>> BEGIN Text segment

RENEE MONTAGNE, HOST:
Whether it's green beans with a sprinkling of those crunchy onions or sweet potatoes with miniature marshmallows on top, it's hard to imagine Thanksgiving without casseroles. That is this year's theme for our Thanksgiving visit from commentator Miles Hoffman - musical casseroles. Happy Thanksgiving, Miles.
MILES HOFFMAN, BYLINE: Thank you, Renee. Good morning.
MONTAGNE: I am sure, although it would be a lot of fun, we're not talking here about casseroles that break into song when you pull them out of the oven.
HOFFMAN: That would be fun, yeah - miracle casseroles. No, actually, I'm thinking more along the line of tasty musical dishes. Think of a good casserole. You take a whole bunch of contrasting but complimentary ingredients. You combine them in an imaginative way. You cook them together. And the result is delicious. Well, I think we can think of lots of musical pieces that way, too. Some of those pieces are beautiful. Some are funny. And some are just wild and crazy.

>> END Text segment
>> BEGIN Data records

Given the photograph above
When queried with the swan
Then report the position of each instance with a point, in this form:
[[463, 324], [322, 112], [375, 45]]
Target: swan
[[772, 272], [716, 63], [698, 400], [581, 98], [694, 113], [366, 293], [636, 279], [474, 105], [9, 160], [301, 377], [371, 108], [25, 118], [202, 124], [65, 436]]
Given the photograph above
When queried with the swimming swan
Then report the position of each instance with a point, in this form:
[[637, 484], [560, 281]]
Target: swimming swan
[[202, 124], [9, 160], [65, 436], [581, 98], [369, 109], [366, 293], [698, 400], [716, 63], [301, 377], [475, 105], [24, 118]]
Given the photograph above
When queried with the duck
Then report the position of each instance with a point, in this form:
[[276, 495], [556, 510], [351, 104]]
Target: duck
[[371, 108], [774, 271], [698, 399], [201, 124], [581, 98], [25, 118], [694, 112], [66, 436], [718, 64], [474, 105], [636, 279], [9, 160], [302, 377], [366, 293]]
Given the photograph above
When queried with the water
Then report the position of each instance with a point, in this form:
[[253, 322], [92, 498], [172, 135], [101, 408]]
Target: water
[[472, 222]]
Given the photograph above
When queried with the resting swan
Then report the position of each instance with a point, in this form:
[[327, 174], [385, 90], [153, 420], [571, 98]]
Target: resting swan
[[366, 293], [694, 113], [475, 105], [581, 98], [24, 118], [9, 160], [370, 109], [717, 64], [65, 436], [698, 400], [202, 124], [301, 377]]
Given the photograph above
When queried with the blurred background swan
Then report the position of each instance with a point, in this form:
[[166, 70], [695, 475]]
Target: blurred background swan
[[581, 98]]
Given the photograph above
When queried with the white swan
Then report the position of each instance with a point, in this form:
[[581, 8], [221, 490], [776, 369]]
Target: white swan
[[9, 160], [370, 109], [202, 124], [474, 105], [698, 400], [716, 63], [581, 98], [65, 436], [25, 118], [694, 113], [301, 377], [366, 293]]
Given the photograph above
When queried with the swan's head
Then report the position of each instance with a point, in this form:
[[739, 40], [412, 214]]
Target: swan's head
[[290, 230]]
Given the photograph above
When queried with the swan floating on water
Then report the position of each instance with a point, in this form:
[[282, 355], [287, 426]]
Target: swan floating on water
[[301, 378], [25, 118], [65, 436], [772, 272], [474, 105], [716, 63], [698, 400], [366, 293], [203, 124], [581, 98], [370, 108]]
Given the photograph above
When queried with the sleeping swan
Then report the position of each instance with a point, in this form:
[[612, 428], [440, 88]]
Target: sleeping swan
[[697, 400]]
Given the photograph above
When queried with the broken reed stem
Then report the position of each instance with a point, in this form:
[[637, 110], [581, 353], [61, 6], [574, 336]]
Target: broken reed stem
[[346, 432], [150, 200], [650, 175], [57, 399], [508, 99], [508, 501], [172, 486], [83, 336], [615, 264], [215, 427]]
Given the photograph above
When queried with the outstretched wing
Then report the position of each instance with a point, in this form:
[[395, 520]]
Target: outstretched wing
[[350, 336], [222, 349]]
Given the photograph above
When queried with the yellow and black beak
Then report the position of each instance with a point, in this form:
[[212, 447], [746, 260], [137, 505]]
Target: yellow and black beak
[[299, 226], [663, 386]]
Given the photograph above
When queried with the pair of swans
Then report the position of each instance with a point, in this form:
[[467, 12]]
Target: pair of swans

>> END Data records

▸ **Set tasks**
1 - In the Thanksgiving conversation, why does Hoffman say musical pieces can be thought of as casseroles?
2 - What theme does the Thanksgiving conversation give for this year's Thanksgiving visit?
3 - From the Thanksgiving conversation, list every quality Hoffman gives to the musical pieces he has in mind.

▸ **Responses by task**
1 - A good casserole takes many contrasting but complementary ingredients, combines them in an imaginative way, and cooks them together into something delicious. Hoffman says many musical pieces can be thought of the same way.

2 - Musical casseroles.

3 -
- Beautiful
- Funny
- Wild and crazy